**PROBLEM STATEMENT**
What is the count of lines in the data that hold the string "table"? State the number alone.

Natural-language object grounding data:
- - - - -

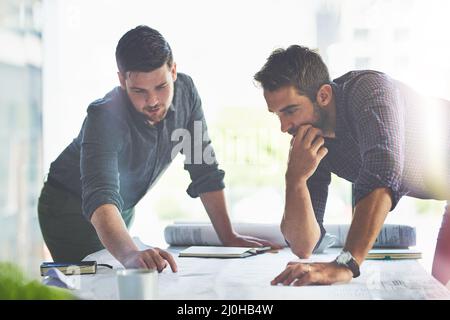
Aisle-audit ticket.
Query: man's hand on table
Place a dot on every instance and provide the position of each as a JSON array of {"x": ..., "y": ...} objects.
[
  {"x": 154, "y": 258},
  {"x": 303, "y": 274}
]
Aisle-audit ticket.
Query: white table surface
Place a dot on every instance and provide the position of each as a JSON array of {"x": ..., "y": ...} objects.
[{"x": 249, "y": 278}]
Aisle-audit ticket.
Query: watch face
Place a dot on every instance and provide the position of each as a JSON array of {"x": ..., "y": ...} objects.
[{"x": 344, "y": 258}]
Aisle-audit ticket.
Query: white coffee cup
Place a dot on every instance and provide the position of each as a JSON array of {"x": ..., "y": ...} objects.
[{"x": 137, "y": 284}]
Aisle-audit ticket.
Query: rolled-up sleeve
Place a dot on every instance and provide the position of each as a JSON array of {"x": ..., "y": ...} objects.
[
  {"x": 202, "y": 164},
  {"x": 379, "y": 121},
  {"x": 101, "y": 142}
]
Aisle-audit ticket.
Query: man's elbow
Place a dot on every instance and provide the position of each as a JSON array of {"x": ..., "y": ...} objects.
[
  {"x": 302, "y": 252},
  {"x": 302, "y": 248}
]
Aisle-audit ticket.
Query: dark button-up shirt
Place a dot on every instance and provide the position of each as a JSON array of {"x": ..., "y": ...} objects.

- - - - -

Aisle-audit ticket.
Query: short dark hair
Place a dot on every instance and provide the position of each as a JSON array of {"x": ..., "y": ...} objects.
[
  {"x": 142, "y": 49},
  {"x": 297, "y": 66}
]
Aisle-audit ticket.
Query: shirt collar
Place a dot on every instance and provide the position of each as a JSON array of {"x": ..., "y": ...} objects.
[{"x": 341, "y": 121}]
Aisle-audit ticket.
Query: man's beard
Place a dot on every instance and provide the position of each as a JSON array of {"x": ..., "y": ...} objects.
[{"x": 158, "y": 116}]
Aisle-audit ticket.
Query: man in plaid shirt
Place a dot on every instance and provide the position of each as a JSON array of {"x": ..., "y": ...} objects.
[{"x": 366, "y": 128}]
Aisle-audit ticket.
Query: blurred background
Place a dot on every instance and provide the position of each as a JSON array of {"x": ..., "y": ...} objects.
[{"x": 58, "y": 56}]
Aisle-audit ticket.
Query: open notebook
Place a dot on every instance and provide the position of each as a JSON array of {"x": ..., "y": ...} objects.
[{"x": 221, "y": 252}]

- - - - -

**TASK SOLUTION**
2